== What the task requires ==
Add -73 to every number in the point coordinates in the lines from the one containing "tag the overcast" through the last line, inclusive. Reproduce all of those lines, including the labeling requests.

== Dataset ==
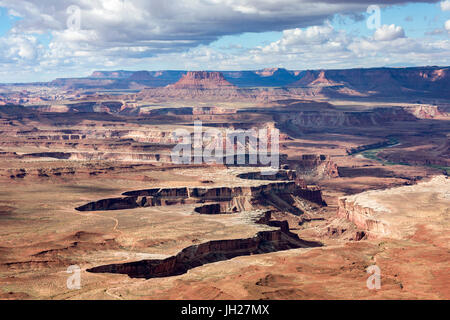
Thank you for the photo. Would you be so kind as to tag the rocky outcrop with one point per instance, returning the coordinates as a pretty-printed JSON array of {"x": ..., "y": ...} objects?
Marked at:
[
  {"x": 200, "y": 80},
  {"x": 314, "y": 165},
  {"x": 364, "y": 217}
]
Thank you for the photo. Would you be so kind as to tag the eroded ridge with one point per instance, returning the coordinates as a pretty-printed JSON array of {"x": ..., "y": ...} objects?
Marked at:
[
  {"x": 211, "y": 251},
  {"x": 230, "y": 199}
]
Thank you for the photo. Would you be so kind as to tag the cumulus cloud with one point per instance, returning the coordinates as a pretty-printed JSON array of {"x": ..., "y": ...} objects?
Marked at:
[
  {"x": 388, "y": 33},
  {"x": 151, "y": 32},
  {"x": 445, "y": 5}
]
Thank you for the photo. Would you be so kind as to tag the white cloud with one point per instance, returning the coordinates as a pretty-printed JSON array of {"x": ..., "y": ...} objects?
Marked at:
[
  {"x": 445, "y": 5},
  {"x": 388, "y": 33},
  {"x": 153, "y": 34}
]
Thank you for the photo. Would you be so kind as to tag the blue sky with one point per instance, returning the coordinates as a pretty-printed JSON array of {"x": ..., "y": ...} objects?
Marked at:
[{"x": 38, "y": 41}]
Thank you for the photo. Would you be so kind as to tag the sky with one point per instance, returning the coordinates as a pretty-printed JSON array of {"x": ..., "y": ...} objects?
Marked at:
[{"x": 41, "y": 40}]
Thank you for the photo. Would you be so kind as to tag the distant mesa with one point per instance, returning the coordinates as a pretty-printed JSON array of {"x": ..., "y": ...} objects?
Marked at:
[{"x": 202, "y": 80}]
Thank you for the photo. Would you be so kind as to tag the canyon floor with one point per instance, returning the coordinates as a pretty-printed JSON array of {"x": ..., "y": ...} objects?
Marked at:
[{"x": 359, "y": 184}]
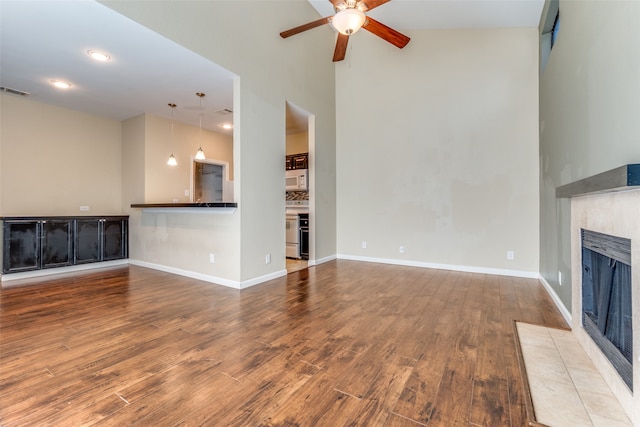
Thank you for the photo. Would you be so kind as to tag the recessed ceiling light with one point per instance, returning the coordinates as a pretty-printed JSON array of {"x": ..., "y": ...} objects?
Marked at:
[
  {"x": 99, "y": 55},
  {"x": 61, "y": 84}
]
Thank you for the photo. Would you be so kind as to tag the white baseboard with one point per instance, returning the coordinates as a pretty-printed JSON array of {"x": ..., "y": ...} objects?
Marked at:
[
  {"x": 463, "y": 268},
  {"x": 211, "y": 279},
  {"x": 556, "y": 300},
  {"x": 47, "y": 272},
  {"x": 321, "y": 260}
]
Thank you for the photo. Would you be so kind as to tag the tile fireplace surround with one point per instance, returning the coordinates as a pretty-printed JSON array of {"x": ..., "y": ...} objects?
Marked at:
[{"x": 614, "y": 211}]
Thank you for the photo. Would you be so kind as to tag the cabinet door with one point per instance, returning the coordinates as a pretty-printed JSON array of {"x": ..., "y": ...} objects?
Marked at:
[
  {"x": 21, "y": 246},
  {"x": 56, "y": 243},
  {"x": 87, "y": 240},
  {"x": 114, "y": 239},
  {"x": 300, "y": 161}
]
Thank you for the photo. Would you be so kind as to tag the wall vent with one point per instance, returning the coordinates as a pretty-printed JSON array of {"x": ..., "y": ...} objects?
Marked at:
[{"x": 13, "y": 91}]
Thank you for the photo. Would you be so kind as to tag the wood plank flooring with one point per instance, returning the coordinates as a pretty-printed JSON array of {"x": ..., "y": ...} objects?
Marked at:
[{"x": 340, "y": 344}]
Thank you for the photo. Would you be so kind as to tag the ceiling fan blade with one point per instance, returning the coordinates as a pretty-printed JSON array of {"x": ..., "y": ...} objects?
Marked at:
[
  {"x": 341, "y": 47},
  {"x": 387, "y": 33},
  {"x": 372, "y": 4},
  {"x": 304, "y": 27}
]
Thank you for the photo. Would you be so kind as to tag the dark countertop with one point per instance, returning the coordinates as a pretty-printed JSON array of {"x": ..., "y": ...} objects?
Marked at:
[
  {"x": 186, "y": 205},
  {"x": 59, "y": 217},
  {"x": 625, "y": 177}
]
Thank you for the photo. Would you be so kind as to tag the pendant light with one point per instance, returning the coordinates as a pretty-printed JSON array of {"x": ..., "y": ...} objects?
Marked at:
[
  {"x": 172, "y": 160},
  {"x": 200, "y": 153}
]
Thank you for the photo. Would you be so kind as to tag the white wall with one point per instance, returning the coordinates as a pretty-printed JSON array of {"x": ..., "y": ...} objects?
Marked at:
[
  {"x": 55, "y": 160},
  {"x": 437, "y": 149},
  {"x": 589, "y": 109},
  {"x": 243, "y": 38},
  {"x": 164, "y": 183}
]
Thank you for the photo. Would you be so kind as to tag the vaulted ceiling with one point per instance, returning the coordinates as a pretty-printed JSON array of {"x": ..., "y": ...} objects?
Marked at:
[{"x": 139, "y": 80}]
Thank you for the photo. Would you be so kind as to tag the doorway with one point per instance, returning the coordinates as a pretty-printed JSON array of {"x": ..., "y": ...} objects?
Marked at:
[{"x": 299, "y": 202}]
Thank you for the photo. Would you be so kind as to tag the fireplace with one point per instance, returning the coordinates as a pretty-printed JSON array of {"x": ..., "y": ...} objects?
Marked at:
[
  {"x": 608, "y": 204},
  {"x": 606, "y": 298}
]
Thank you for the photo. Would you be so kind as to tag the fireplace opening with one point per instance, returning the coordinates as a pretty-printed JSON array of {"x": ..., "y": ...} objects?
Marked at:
[{"x": 606, "y": 298}]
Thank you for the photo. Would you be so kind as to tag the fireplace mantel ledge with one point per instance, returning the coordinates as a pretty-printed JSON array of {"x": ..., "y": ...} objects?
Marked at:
[{"x": 619, "y": 179}]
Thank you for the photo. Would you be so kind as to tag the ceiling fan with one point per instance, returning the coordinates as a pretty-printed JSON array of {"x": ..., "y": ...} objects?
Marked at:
[{"x": 349, "y": 18}]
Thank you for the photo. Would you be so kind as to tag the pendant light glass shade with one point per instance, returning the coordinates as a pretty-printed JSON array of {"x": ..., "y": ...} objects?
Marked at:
[
  {"x": 172, "y": 160},
  {"x": 200, "y": 153}
]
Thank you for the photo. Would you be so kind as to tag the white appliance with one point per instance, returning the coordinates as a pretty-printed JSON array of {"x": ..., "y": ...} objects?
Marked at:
[
  {"x": 293, "y": 236},
  {"x": 297, "y": 180}
]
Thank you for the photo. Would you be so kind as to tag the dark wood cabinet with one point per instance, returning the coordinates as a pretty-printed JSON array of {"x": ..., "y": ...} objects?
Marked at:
[
  {"x": 21, "y": 243},
  {"x": 38, "y": 243},
  {"x": 56, "y": 243},
  {"x": 297, "y": 161},
  {"x": 100, "y": 239}
]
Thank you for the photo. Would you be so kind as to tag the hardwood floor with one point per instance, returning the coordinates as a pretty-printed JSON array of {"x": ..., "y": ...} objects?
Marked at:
[{"x": 342, "y": 343}]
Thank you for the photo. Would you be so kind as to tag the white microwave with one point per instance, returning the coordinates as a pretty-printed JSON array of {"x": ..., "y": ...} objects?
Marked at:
[{"x": 296, "y": 180}]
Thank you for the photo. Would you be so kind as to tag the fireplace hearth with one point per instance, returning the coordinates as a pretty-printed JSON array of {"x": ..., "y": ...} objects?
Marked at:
[{"x": 608, "y": 204}]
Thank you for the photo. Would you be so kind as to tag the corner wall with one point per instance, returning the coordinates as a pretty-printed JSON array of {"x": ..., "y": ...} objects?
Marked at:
[
  {"x": 437, "y": 150},
  {"x": 243, "y": 37},
  {"x": 55, "y": 160},
  {"x": 589, "y": 109}
]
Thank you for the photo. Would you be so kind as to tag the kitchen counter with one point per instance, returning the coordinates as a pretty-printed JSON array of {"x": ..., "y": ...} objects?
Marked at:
[{"x": 203, "y": 207}]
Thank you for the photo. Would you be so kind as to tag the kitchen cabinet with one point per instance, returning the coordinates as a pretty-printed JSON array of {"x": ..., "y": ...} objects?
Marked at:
[
  {"x": 36, "y": 243},
  {"x": 297, "y": 161}
]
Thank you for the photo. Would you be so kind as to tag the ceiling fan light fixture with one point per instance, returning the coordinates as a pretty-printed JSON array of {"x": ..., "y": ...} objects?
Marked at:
[{"x": 348, "y": 21}]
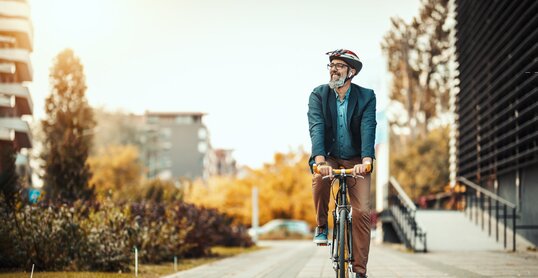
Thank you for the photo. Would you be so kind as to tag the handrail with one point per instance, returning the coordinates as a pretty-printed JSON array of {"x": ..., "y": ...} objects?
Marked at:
[
  {"x": 403, "y": 213},
  {"x": 402, "y": 194},
  {"x": 487, "y": 192}
]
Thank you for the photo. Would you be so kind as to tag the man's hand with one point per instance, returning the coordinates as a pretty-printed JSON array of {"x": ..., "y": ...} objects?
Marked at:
[
  {"x": 326, "y": 170},
  {"x": 362, "y": 169}
]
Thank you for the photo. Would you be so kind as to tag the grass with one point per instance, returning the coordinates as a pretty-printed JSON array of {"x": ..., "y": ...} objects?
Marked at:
[{"x": 144, "y": 271}]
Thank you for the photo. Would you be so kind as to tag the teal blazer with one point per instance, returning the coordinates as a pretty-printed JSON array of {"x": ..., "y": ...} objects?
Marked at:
[{"x": 360, "y": 119}]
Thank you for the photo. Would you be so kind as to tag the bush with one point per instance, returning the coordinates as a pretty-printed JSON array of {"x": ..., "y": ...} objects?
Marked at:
[{"x": 101, "y": 237}]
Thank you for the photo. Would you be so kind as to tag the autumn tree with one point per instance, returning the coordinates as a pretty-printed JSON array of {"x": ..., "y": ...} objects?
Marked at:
[
  {"x": 115, "y": 171},
  {"x": 68, "y": 129},
  {"x": 422, "y": 167},
  {"x": 418, "y": 55},
  {"x": 9, "y": 184},
  {"x": 284, "y": 186},
  {"x": 114, "y": 128}
]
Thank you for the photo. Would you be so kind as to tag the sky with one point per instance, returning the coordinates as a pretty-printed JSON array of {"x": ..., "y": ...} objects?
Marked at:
[{"x": 250, "y": 65}]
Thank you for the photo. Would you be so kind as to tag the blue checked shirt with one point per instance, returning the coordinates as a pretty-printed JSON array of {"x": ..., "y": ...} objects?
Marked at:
[{"x": 343, "y": 148}]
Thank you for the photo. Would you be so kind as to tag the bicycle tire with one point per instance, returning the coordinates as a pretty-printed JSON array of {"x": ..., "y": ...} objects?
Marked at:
[{"x": 342, "y": 243}]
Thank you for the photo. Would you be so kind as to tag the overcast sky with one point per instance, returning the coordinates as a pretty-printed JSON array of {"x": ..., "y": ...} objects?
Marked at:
[{"x": 250, "y": 65}]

== Solution to this exercise ==
Thank you for the photo. Would you be so kind as to tag the overcast sky with one point per instance, returning the coordinates as a pretty-printed JSON array of {"x": ..., "y": ...} objects?
Marked at:
[{"x": 177, "y": -8}]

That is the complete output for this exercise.